> Requests:
[A] List the names of all the probes defined in the Echo server experiment.
[B] In the Echo server experiment, replace "string" with "message" and write out the part that opens with the words "This experiment will" and closes with "on port 5566...".

> Document extract:
The Echo service is simple but it will teach us much about Chaos Engineering. Consider the following JSON file with our Chaos Toolkit experiment:

{
    "version": "1.0.0",
    "title": "Validating High-Availability of the Echo server.",
    "description": "Ensure that it will be always an EC2 instance with the ElasticIP attached.",
    "tags": [
        "echoserver",
        "keepalived",
        "elasticip",
        "ha",
        "master",
        "backup"
    ],
    "configuration": {
        "aws_region": "us-east-1"
    },
    "steady-state-hypothesis": {
        "title": "The backup node will take the role of master when the original one is terminated.",
        "probes": [
            {
                "type": "probe",
                "name": "port-5566-is-listening-and-working-properly",
                "tolerance": true,
                "provider": {
                    "type": "python",
                    "module": "chaospythian.echo.probes",
                    "func": "echoserver",
                    "arguments": {
                        "tcp_ip": "54.71.185.10",
                        "tcp_port": 5566,
                        "message": "testing text\n"
                    }
                }
            },
            {
                "type": "probe",
                "name": "master-and-backup-instances-up-and-running",
                "tolerance": [1,2],
                "provider": {
                    "type": "python",
                    "module": "chaosaws.ec2.probes",
                    "func": "count_instances",
                    "arguments": {
                        "filters": [
                            {
                                "Name": "instance-state-name",
                                "Values": ["running"]
                            },
                            { 
                                "Name": "tag:Name",
                                "Values": ["production-echoserver"]
                            }
                        ]

                    }
                }
            },
            {
                "type": "probe",
                "name": "one-ec2-instance-tagged-as-master",
                "tolerance": 1,
                "provider": {
                    "type": "python",
                    "module": "chaosaws.ec2.probes",
                    "func": "count_instances",
                    "arguments": {
                        "filters": [
                            {
                                "Name": "instance-state-name",
                                "Values": ["running"]
                            },
                            {
                                "Name": "tag:State",
                                "Values": ["MASTER"]
                            },
                            {
                                "Name": "tag:Name",
                                "Values": ["production-echoserver"]
                            }
                        ]
                    }
                }
            },
            {
                "type": "probe",
                "name": "one-ec2-instance-tagged-as-backup",
                "tolerance": [0,1],
                "provider": {
                    "type": "python",
                    "module": "chaosaws.ec2.probes",
                    "func": "count_instances",
                    "arguments": {
                        "filters": [
                            {
                                "Name": "instance-state-name",
                                "Values": ["running"]
                            },
                            {
                                "Name": "tag:State",
                                "Values": ["BACKUP"]
                            },
                            {
                                "Name": "tag:Name",
                                "Values": ["production-echoserver"]
                            }
                        ]
                    }
                }

            }
        ]
    },
    "method": [
        {
            "type": "action",
            "name": "terminate-master-node",
            "provider": {
                "type": "python",
                "module": "chaosaws.ec2.actions",
                "func": "terminate_instance",
                "arguments": {
                    "filters": [
                        {
                            "Name": "instance-state-name",
                            "Values": ["running"]
                        },
                        {
                            "Name": "tag:State",
                            "Values": ["MASTER"]
                        },
                        { 
                            "Name": "tag:Name",
                            "Values": ["production-echoserver"]
                        }
                    ]

                }
            },
            "pauses": {
                "after": 10
            }
        }
    ]
}

This experiment will probe if the service is up and running, listening on port 5566 and working as expected; if a client connects and sends a string, it will receive the same string back :

Client-side:
$ nc 54.71.185.10 5566
hello
hello
test
test
one two three
one two three
bye
bye
Server-side:
Listing on port 5566...

> Recorded information:
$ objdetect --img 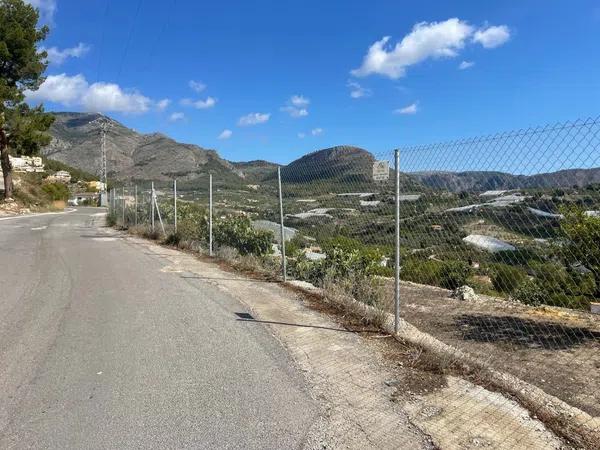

> Problem solutions:
[A]
- port-5566-is-listening-and-working-properly
- master-and-backup-instances-up-and-running
- one-ec2-instance-tagged-as-master
- one-ec2-instance-tagged-as-backup

[B]
This experiment will probe if the service is up and running, listening on port 5566 and working as expected; if a client connects and sends a message, it will receive the same message back :

Client-side:
$ nc 54.71.185.10 5566
hello
hello
test
test
one two three
one two three
bye
bye
Server-side:
Listing on port 5566...